◆ Exercise instructions:
Reproduce the records below word for word, from the line with "Where can you find the pine" to the line with "pixel 290 96", including both of those lines and nothing more.

****************************************

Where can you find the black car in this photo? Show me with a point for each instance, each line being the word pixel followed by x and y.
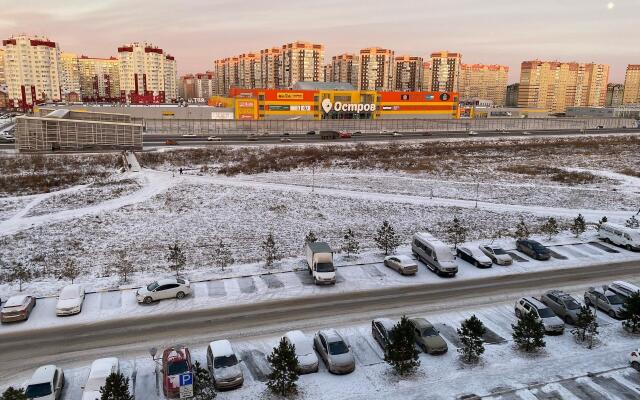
pixel 533 249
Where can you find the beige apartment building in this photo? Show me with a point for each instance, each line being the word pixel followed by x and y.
pixel 377 70
pixel 486 82
pixel 445 71
pixel 632 85
pixel 32 71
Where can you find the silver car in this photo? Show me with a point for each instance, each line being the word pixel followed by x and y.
pixel 334 351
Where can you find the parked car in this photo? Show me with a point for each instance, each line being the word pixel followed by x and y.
pixel 164 289
pixel 46 383
pixel 100 371
pixel 533 249
pixel 381 331
pixel 334 351
pixel 550 321
pixel 474 256
pixel 562 304
pixel 17 308
pixel 175 361
pixel 307 358
pixel 405 265
pixel 70 300
pixel 224 365
pixel 496 254
pixel 427 336
pixel 608 301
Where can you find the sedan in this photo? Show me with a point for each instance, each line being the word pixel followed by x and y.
pixel 70 300
pixel 474 256
pixel 405 265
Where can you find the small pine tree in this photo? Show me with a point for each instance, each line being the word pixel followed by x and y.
pixel 401 352
pixel 270 250
pixel 176 258
pixel 285 369
pixel 470 332
pixel 579 226
pixel 456 232
pixel 116 388
pixel 550 228
pixel 387 239
pixel 528 333
pixel 351 244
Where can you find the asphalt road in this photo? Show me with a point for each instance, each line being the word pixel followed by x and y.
pixel 82 343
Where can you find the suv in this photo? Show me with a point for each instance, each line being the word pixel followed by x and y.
pixel 563 304
pixel 533 249
pixel 551 323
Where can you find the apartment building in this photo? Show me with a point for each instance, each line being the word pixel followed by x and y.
pixel 445 71
pixel 377 70
pixel 486 82
pixel 32 71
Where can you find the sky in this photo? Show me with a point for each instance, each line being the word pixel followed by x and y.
pixel 197 32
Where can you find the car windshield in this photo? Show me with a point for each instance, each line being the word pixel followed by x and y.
pixel 338 347
pixel 225 361
pixel 38 390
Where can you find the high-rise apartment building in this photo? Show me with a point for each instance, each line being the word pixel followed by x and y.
pixel 445 71
pixel 486 82
pixel 99 79
pixel 301 62
pixel 409 73
pixel 632 85
pixel 376 69
pixel 147 74
pixel 32 71
pixel 557 85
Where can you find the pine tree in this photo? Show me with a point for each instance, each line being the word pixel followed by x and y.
pixel 456 232
pixel 351 244
pixel 470 332
pixel 550 228
pixel 116 388
pixel 203 387
pixel 401 352
pixel 528 333
pixel 285 369
pixel 387 239
pixel 579 225
pixel 176 258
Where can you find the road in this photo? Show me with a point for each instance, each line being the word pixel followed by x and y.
pixel 80 344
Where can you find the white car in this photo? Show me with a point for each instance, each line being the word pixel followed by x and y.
pixel 46 383
pixel 70 300
pixel 164 289
pixel 307 358
pixel 100 371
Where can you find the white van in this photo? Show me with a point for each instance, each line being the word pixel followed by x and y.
pixel 620 235
pixel 434 253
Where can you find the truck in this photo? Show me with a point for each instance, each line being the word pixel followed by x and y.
pixel 320 262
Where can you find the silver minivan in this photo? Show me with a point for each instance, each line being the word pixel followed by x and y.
pixel 435 254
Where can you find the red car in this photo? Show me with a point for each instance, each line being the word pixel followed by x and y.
pixel 175 361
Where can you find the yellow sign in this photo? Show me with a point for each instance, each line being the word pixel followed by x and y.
pixel 290 96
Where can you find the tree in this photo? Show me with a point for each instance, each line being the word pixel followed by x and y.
pixel 203 387
pixel 116 388
pixel 456 232
pixel 579 225
pixel 387 239
pixel 528 333
pixel 401 351
pixel 351 244
pixel 176 258
pixel 470 332
pixel 550 228
pixel 285 369
pixel 270 250
pixel 222 256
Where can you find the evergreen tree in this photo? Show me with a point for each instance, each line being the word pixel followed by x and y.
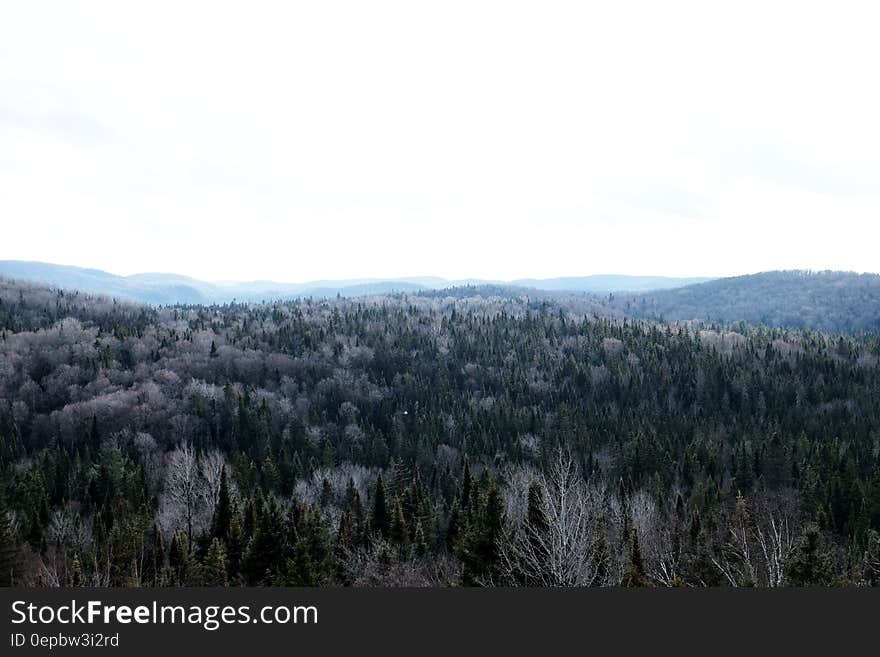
pixel 9 551
pixel 213 566
pixel 381 518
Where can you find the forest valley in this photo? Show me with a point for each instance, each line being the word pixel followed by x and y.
pixel 429 439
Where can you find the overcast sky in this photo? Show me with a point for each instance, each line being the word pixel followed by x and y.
pixel 300 141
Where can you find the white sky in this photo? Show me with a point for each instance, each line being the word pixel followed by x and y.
pixel 298 141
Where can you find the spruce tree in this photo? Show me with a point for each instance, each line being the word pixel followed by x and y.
pixel 213 566
pixel 9 550
pixel 381 518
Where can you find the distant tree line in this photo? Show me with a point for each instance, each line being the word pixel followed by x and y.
pixel 477 437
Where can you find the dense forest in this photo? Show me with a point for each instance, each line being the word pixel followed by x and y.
pixel 466 437
pixel 826 301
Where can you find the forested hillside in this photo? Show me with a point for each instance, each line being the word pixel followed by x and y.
pixel 825 301
pixel 433 439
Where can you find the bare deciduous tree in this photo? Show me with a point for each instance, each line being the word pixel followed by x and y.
pixel 558 549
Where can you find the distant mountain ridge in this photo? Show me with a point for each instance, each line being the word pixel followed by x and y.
pixel 825 300
pixel 164 288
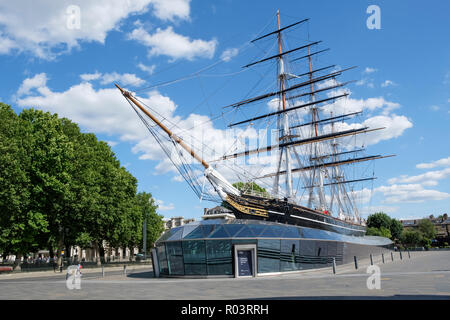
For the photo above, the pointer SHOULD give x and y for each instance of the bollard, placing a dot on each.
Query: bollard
(334, 265)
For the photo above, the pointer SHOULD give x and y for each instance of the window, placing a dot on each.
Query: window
(268, 256)
(175, 258)
(219, 257)
(194, 257)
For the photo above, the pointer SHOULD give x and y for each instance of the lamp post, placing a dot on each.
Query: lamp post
(145, 237)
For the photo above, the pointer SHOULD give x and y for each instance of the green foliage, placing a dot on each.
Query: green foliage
(426, 227)
(381, 232)
(396, 229)
(411, 238)
(155, 223)
(60, 187)
(378, 220)
(380, 224)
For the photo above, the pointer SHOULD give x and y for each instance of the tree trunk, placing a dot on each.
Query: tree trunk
(58, 254)
(97, 251)
(16, 265)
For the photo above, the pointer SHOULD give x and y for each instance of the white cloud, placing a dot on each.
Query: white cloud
(167, 42)
(444, 162)
(413, 193)
(228, 54)
(49, 28)
(147, 69)
(348, 104)
(125, 79)
(90, 76)
(388, 83)
(435, 108)
(370, 70)
(104, 111)
(163, 207)
(170, 9)
(429, 178)
(39, 80)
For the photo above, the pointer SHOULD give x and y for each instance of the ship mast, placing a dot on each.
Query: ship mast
(285, 131)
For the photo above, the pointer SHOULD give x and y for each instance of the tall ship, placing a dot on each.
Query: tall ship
(310, 184)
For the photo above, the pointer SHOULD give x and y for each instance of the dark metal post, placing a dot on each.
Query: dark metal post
(334, 265)
(145, 238)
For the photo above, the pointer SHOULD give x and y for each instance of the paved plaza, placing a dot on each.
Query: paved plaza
(426, 275)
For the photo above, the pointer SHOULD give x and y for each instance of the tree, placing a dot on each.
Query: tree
(396, 229)
(155, 224)
(51, 172)
(381, 220)
(378, 220)
(426, 227)
(21, 222)
(60, 187)
(411, 238)
(381, 232)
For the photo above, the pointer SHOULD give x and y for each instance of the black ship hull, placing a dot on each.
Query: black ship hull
(274, 210)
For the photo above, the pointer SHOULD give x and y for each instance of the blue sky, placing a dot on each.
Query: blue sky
(48, 61)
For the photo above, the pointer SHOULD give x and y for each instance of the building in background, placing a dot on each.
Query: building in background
(218, 213)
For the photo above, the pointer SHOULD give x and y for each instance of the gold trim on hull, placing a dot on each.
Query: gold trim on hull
(248, 210)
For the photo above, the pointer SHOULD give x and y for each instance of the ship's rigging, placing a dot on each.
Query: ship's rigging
(310, 150)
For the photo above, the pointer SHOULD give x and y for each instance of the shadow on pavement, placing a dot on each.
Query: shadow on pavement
(141, 275)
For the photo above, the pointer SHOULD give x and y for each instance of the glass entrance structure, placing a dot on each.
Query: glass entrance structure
(206, 248)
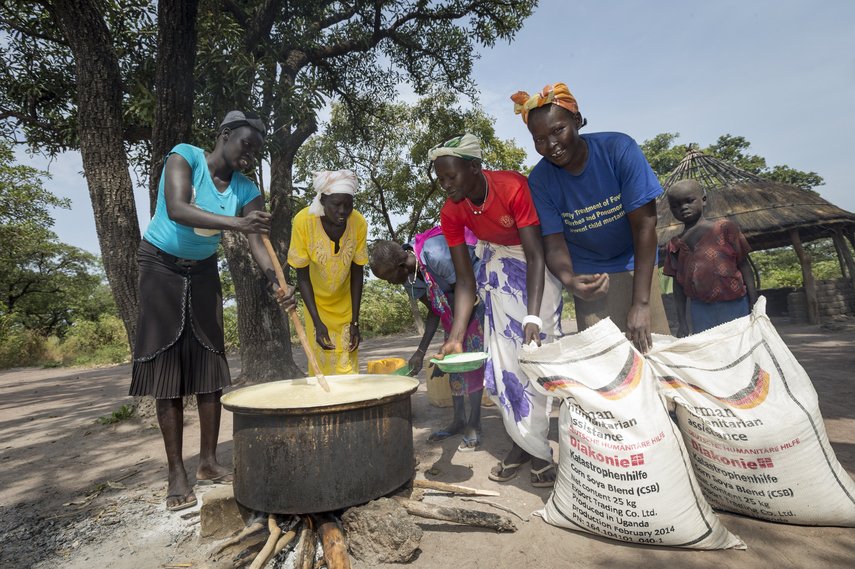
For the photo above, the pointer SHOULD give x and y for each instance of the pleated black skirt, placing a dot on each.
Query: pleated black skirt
(179, 348)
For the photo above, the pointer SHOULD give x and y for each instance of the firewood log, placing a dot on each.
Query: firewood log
(306, 560)
(332, 540)
(458, 515)
(265, 553)
(452, 488)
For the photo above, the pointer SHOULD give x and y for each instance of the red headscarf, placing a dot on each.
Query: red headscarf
(557, 94)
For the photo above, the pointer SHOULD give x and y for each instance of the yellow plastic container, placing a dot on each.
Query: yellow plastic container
(386, 365)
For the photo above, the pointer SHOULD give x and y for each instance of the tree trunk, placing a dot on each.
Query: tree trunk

****************************************

◆ Result below:
Where can you find the pine tree in this photo? Show me with a point for each instance, each line being the word pixel followed by x and y.
pixel 456 232
pixel 351 244
pixel 470 332
pixel 550 228
pixel 116 388
pixel 203 387
pixel 401 352
pixel 528 333
pixel 285 369
pixel 387 239
pixel 579 225
pixel 176 258
Where can you find the road in this photo? Show me with a point for each instance, each line being the word pixel followed by x and y.
pixel 80 344
Where can you find the white car in this photo? Show me with a point for each instance, each line being the word pixel followed by x and y.
pixel 46 383
pixel 70 300
pixel 164 289
pixel 307 358
pixel 100 371
Where can you find the white van in this photo? Show me with a point for each instance, each line being the word pixel followed by x and y.
pixel 620 235
pixel 434 253
Where can you find the truck in this photo? Show me with a point for each instance, each line being the word pixel followed by x and y.
pixel 320 262
Where can you find the silver minivan in this photo? Show me with a point for each instance, each line being the word pixel followed by x and y.
pixel 435 254
Where can you find the red car in this photo? Show me with a point for each instance, each line being the word pixel followed by x and y.
pixel 175 361
Where can you find the yellow sign in this photo? Show me with a point for each instance, each line being the word pixel followed by x and y.
pixel 290 96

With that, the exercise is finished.